**Your instructions**
Recast all of the data below as a numbered list, omitting blank lines and leaving the pictures out.

**Dataset content**

☆ ☆ ☆ ☆ ☆

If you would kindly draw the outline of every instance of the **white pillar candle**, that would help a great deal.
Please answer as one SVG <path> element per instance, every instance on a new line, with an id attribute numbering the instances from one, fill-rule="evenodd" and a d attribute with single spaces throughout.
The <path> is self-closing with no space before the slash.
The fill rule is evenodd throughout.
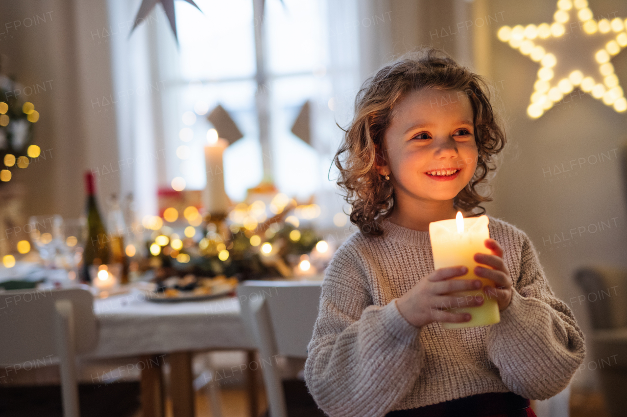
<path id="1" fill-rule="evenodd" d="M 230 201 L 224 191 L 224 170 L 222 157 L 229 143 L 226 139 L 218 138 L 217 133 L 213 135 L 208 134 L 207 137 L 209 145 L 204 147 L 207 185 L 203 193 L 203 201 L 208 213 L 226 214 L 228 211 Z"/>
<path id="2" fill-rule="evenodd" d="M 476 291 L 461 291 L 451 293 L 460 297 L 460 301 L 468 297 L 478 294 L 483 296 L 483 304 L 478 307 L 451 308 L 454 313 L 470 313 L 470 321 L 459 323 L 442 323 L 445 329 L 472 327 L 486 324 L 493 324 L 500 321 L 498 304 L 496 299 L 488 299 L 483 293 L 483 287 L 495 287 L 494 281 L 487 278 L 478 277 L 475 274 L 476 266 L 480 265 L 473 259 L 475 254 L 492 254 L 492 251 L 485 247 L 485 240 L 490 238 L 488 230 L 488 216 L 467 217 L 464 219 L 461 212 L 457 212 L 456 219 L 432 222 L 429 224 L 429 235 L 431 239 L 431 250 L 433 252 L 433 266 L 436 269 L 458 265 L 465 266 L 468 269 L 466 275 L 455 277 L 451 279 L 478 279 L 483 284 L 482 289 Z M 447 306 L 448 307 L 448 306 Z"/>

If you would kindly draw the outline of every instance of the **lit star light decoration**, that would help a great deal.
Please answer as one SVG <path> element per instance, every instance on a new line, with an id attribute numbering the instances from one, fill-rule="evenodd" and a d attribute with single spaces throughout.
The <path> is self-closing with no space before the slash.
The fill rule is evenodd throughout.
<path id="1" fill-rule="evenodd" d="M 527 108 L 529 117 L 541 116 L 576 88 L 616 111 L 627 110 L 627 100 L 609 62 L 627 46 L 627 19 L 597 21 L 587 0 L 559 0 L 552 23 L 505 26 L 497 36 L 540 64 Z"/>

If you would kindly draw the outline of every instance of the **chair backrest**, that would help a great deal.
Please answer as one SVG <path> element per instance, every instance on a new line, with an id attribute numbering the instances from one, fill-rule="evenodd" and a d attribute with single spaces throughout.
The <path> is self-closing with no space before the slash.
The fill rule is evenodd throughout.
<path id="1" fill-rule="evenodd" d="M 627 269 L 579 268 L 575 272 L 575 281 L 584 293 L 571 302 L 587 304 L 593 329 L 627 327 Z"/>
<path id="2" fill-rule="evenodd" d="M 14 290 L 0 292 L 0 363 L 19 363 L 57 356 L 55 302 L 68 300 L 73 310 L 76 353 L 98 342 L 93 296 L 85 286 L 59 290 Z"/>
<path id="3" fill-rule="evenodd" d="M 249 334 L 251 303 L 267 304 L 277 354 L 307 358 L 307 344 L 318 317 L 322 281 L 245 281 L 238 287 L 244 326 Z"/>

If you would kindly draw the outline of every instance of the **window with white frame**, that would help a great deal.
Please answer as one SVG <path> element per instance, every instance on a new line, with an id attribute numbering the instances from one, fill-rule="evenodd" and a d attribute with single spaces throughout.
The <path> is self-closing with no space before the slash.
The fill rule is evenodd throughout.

☆ ☆ ☆ ☆ ☆

**Worked solution**
1. If you would kindly draw the outline of every instance of the **white pillar candle**, that would help a great deal.
2. Please answer as one SVG <path> element per instance, every instance on a new line, with an id attribute numbering the instances from one, fill-rule="evenodd" and a d attribute with single spaces throughout.
3. The <path> is self-closing with no space before the slash.
4. The fill rule is evenodd throughout.
5. <path id="1" fill-rule="evenodd" d="M 230 201 L 224 191 L 224 170 L 222 157 L 229 143 L 226 139 L 218 138 L 217 133 L 213 135 L 208 134 L 207 137 L 209 145 L 204 147 L 207 185 L 203 193 L 203 201 L 208 213 L 226 214 L 228 211 Z"/>
6. <path id="2" fill-rule="evenodd" d="M 476 291 L 461 291 L 451 293 L 460 297 L 460 301 L 468 297 L 478 294 L 483 296 L 483 304 L 478 307 L 451 308 L 454 313 L 470 313 L 470 321 L 459 323 L 442 323 L 445 329 L 472 327 L 486 324 L 493 324 L 500 321 L 498 304 L 496 299 L 488 299 L 483 293 L 483 287 L 495 287 L 494 281 L 487 278 L 478 277 L 475 274 L 476 266 L 480 265 L 473 259 L 475 254 L 492 254 L 492 251 L 485 247 L 485 240 L 490 238 L 488 230 L 488 216 L 467 217 L 464 219 L 461 212 L 457 212 L 456 219 L 432 222 L 429 224 L 429 235 L 431 239 L 431 250 L 433 252 L 433 266 L 436 269 L 458 265 L 465 266 L 468 269 L 466 275 L 455 277 L 451 279 L 478 279 L 483 284 L 482 289 Z M 447 306 L 448 307 L 448 306 Z"/>
7. If you would kindly draw the outline of every instance of the **lit star light decoration**, that would help a great deal.
8. Please answer as one SVG <path> element per instance, every instance on a new line, with an id attribute numbering the instances from one, fill-rule="evenodd" and a d attribute with single spaces throughout.
9. The <path> is self-closing with no space before the slash.
10. The fill rule is evenodd throughout.
11. <path id="1" fill-rule="evenodd" d="M 527 108 L 529 117 L 541 116 L 576 88 L 616 111 L 627 110 L 627 100 L 609 62 L 627 46 L 627 19 L 597 21 L 587 0 L 559 0 L 552 23 L 505 26 L 497 36 L 540 64 Z"/>
12. If you would kindly draw the outline of every instance of the **chair backrest**, that would help a great deal.
13. Please answer as one SVG <path> element per instance, every instance on a new line, with an id attribute numbering the instances from one, fill-rule="evenodd" and a d attribute with single spaces throughout.
14. The <path> is self-closing with no space before the slash.
15. The fill rule is evenodd throughout.
16. <path id="1" fill-rule="evenodd" d="M 627 269 L 579 268 L 575 272 L 575 281 L 584 293 L 571 302 L 587 304 L 593 329 L 627 327 Z"/>
17. <path id="2" fill-rule="evenodd" d="M 14 290 L 0 292 L 0 363 L 19 363 L 57 356 L 55 302 L 68 300 L 73 310 L 76 353 L 98 342 L 93 296 L 85 286 L 59 290 Z"/>
18. <path id="3" fill-rule="evenodd" d="M 249 334 L 251 303 L 267 304 L 277 354 L 307 358 L 307 344 L 318 317 L 322 281 L 245 281 L 238 287 L 244 326 Z"/>
19. If you would kindly draw the outline of every instance of the **window with white frame**, that would help a great deal.
20. Please answer as one SVG <path> element per instance, every instance on a new line, with an id attribute numbering the instances from one, fill-rule="evenodd" and a d attribute with single spaces throughout.
21. The <path> is self-closing with no space before the slash.
22. The fill rule is evenodd throughout.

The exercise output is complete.